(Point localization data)
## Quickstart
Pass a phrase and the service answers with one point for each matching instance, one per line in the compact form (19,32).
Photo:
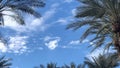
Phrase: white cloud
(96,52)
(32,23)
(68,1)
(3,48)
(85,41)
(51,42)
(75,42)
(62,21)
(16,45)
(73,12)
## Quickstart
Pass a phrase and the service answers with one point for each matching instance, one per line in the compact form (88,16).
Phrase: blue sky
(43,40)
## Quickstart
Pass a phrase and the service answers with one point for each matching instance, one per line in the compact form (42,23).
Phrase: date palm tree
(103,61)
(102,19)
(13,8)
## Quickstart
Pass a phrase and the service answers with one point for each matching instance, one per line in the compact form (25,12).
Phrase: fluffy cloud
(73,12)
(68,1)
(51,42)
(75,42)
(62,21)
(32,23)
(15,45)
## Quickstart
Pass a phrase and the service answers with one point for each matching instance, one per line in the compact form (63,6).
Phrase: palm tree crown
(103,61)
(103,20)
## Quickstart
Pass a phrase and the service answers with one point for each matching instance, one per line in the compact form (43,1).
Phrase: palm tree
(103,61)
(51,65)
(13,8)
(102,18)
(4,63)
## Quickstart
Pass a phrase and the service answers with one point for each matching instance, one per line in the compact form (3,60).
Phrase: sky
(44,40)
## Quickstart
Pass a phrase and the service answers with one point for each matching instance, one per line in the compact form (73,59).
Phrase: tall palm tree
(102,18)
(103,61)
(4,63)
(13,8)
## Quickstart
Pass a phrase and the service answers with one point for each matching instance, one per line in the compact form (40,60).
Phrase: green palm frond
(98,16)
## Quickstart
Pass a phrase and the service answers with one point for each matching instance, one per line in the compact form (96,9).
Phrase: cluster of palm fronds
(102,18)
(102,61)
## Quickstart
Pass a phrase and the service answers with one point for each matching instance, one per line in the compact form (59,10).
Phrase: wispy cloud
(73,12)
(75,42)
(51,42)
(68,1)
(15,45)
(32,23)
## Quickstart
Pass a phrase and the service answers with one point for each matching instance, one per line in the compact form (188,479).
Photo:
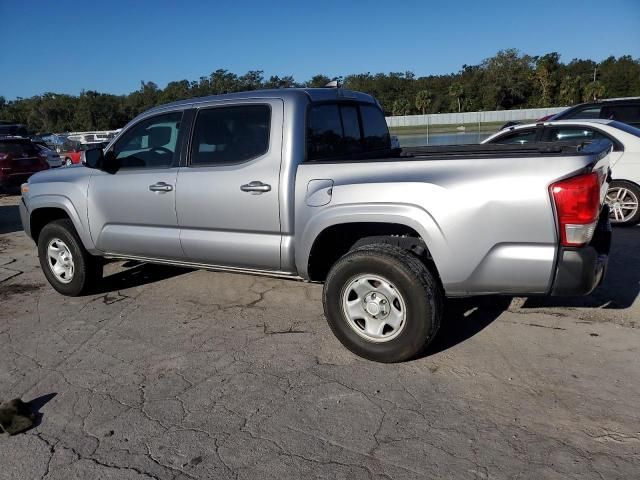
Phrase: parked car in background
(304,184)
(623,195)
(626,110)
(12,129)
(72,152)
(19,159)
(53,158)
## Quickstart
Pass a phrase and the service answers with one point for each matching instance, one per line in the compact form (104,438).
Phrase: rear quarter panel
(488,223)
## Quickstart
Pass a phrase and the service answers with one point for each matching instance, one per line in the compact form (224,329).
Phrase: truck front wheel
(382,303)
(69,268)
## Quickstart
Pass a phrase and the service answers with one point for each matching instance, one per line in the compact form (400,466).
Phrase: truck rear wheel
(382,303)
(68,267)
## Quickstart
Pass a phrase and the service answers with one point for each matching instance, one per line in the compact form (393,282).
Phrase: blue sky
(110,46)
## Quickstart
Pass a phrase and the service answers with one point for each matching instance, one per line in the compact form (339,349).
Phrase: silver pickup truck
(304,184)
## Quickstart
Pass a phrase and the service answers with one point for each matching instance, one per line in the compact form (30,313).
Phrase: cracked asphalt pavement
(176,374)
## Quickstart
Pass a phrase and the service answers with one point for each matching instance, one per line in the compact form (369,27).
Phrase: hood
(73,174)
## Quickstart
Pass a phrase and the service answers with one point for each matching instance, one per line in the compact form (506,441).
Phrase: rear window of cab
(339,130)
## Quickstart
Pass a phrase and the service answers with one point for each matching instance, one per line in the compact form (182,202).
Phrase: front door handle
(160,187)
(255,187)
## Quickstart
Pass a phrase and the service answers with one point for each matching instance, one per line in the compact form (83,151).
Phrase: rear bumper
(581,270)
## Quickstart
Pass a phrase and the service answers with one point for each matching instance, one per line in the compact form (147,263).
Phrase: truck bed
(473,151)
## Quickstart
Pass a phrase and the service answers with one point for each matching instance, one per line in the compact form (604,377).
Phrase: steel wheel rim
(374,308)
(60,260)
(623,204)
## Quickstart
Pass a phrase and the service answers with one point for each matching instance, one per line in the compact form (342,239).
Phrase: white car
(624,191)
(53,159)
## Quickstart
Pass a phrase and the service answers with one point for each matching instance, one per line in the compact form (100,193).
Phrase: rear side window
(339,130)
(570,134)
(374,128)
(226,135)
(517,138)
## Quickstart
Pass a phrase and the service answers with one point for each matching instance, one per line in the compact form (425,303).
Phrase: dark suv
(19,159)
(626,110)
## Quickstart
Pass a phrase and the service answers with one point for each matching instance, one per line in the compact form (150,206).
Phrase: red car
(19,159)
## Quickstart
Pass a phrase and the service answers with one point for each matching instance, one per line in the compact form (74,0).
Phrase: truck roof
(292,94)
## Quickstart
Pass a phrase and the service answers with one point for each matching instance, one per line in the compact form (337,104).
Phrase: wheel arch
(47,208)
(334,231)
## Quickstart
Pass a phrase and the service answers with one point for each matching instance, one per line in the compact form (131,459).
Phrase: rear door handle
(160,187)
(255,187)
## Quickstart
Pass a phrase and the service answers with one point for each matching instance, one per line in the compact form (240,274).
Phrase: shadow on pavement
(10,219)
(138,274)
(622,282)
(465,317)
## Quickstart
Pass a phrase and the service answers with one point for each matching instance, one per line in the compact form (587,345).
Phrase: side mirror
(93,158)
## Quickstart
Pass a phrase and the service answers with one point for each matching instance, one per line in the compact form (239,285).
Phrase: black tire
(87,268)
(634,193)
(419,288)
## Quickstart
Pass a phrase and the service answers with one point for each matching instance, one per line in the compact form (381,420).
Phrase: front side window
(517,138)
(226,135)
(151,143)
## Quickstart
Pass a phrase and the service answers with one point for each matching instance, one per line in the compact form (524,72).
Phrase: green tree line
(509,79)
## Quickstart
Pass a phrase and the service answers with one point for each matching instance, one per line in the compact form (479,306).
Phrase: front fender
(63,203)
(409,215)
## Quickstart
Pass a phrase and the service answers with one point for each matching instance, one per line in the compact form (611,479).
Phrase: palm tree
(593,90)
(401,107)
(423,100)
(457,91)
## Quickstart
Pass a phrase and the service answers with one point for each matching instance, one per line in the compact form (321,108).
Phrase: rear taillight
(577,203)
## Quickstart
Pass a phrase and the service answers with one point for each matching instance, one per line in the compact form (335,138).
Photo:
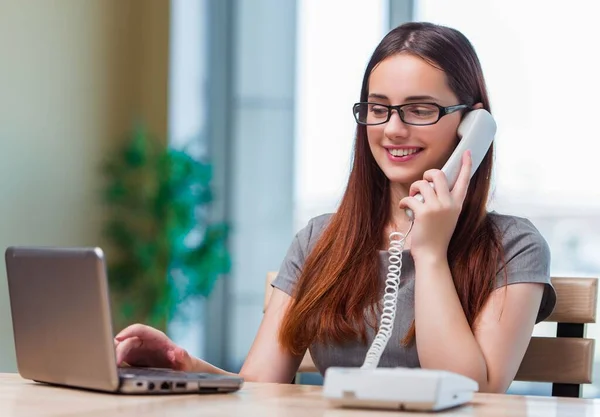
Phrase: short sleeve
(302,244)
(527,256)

TASK TO CARRY OUT – Once the pictures are removed, print all the remaining data exactly as it stands.

REPLY TO THE TASK –
## Quickstart
Pass a phrase and the service answers with one point for each matching instance, one per line in the compact form (19,32).
Photo:
Phrase: white cloud
(96,52)
(32,23)
(68,1)
(3,48)
(85,41)
(51,42)
(75,42)
(62,21)
(16,45)
(73,12)
## Quickstart
Pass a phrase and the service answers with one point for each matching instance, one per line in the compact form (88,16).
Phrase: blue sky
(43,40)
## Quickstart
Pass a phrase and the service answers with one point for each matching instance, one per line in the compact form (42,23).
Phrase: date palm tree
(103,61)
(102,19)
(13,8)
## Quickstart
Pass a phrase and the service answers with one point for each matching instance, one per line in the compact form (25,12).
Phrase: fluffy cloud
(73,12)
(68,1)
(51,42)
(75,42)
(62,21)
(32,23)
(15,45)
## Quickstart
Pass a phrase and the service answers with one point for each matching instance, one per line in the compact form (63,6).
Phrase: palm tree crown
(103,61)
(103,20)
## Quickstart
Pass a phrase and the service answers with one point for each matching instance, one per line in the compact form (43,1).
Phrase: palm tree
(103,61)
(51,65)
(13,8)
(102,18)
(4,63)
## Quickstart
Pass a phrase and the service answers with one point for each matching instance, one per line in the compact form (3,60).
Phrase: sky
(44,40)
## Quickstart
Pass a phrase and the service answers with one point for each matching instance, one per line in the compact form (73,59).
Phrase: tall palm tree
(102,18)
(103,61)
(4,63)
(13,8)
## Quickstart
Pass a phrase and the service answers with one point for each matching instance, one per line in the compact form (40,60).
Phrase: green palm frond
(98,16)
## Quickstart
Pass a phrase and the service answers with one point for each matching instance, one per line in the compact form (96,9).
Phrase: cluster of palm fronds
(102,18)
(102,61)
## Quickstart
Pass a phrase and the service answers with one point for each matching instance, one per line in the compact form (59,10).
Phrase: wispy cloud
(73,12)
(75,42)
(51,42)
(68,1)
(15,45)
(32,23)
## Quickstart
Pass a phrase and the service answers with one point for each matching instance, one per line in the compact form (188,479).
Photo:
Phrase: parked car in background
(304,184)
(623,195)
(626,110)
(12,129)
(72,152)
(19,159)
(53,158)
## Quickstart
Pass a phrase and the service answers with one point for each matching instance, one per line in the compact form (104,438).
Phrase: rear quarter panel
(488,223)
## Quickstart
Pass a phrase and the service answers with one point for each matching instance, one per line in the compact form (224,329).
Phrase: truck front wheel
(382,303)
(69,268)
## Quickstart
Pass a phrase and the service answers with one point for each matching instance, one per line in the compact form (400,466).
Phrase: truck rear wheel
(382,303)
(68,267)
## Quickstart
Pass a phrase and the service answers with one point for each matching instance, one per line in the compact form (393,282).
Phrase: blue sky
(110,46)
## Quickstart
Pass a phrase and the service answers with one point for each matching instance, one per line in the compact form (339,349).
Phrase: silver pickup truck
(304,184)
## Quickstart
Pass a phrase and the service answers with one point for each matching instance, one per line in the compact form (30,313).
Phrase: cracked asphalt pavement
(176,374)
## Quickstart
Pass a phrase and the service answers with one point for each matching instance, one per line in the compact form (369,27).
Phrase: hood
(73,174)
## Quickstart
Pass a phrase and the service answers with one point for each matching instance, one per line in the compact form (506,441).
Phrase: rear window of cab
(339,130)
## Quickstart
Pass a phrase and the service answers with one point for each matching instance, one per line in the compact form (182,202).
Phrase: front door handle
(160,187)
(255,187)
## Quickstart
Pass a phrase and the service answers with one point for each matching instance, one per line in the compact form (83,151).
Phrase: rear bumper
(581,270)
## Quickstart
Pass a phrase and the service answers with one point for each matching instance, one per line in the compact form (147,263).
Phrase: truck bed
(473,151)
## Quickstart
Pass a phrase and the service answers with one point for each matching instance, one per line in the compact form (604,377).
Phrase: steel wheel rim
(374,308)
(60,260)
(623,204)
## Quickstart
Pass a phrase and the service answers with one point for each matching instance, one per line in the compact form (342,239).
Phrase: white car
(624,191)
(53,159)
## Quickstart
Pass a phrase and the service answers with one point for each matching instance, one per line in the compact form (100,193).
Phrase: rear side window
(339,130)
(570,134)
(374,128)
(226,135)
(517,138)
## Quickstart
Pass a phrase and the service answers with one point for each matching instance, one per line in the compact form (425,303).
Phrase: dark suv
(19,159)
(626,110)
## Quickstart
Pass a phrase and the service answers with one point for each matching instance, one per line in the compact form (150,206).
Phrase: red car
(19,159)
## Quickstart
Pass a phrase and the service answers with one point for each matching instance, one per line in the compact form (74,0).
Phrase: truck roof
(292,94)
## Quickstart
Pass a phrase and the service answers with one point for each matching instance, one per line in the compact form (337,104).
Phrase: wheel arch
(47,208)
(334,231)
## Quickstart
Pass a phrase and the service answers with one point for each matching instance, one per line in the compact form (131,459).
Phrase: rear door handle
(160,187)
(255,187)
## Quickstart
Pass a phrase and the service answers with one point for each matching instance, one per line in the compact form (240,274).
Phrase: shadow on pavement
(10,219)
(138,274)
(622,282)
(465,317)
## Quickstart
Pass a phrase and the service answers with one point for each matching instance, one per line in the compact form (587,345).
Phrase: side mirror
(93,158)
## Quickstart
Pass a phrase and the service answers with one point for each matching instance, one per line in the compact form (239,285).
Phrase: black tire
(87,268)
(634,193)
(419,288)
## Quickstart
Pass a phrase and the service answers with one point for each matching instance, one per line in the compact form (381,420).
Phrase: front side window
(517,138)
(226,135)
(151,143)
## Quickstart
Pass a phrase and the service answers with one point for each matching instance, one per line in the compact form (524,72).
Phrase: green tree line
(509,79)
## Quickstart
Pass a phrase and the service answers with one point for each matching instance, one per line in the compact form (479,306).
Phrase: front fender
(63,203)
(409,215)
## Quickstart
Pass a phrase and the service answers with one point for each matching instance, one per line in the compact form (611,479).
Phrase: palm tree
(593,90)
(401,107)
(423,100)
(457,91)
## Quickstart
Pass a phrase and the service answers with one point for each matching instance, one per line in the compact form (321,108).
Phrase: rear taillight
(577,203)
## Quickstart
Pass a phrase and the service answers with one point for each matching instance, one per line in the compact form (335,138).
Photo:
Phrase: short sleeve
(302,244)
(527,256)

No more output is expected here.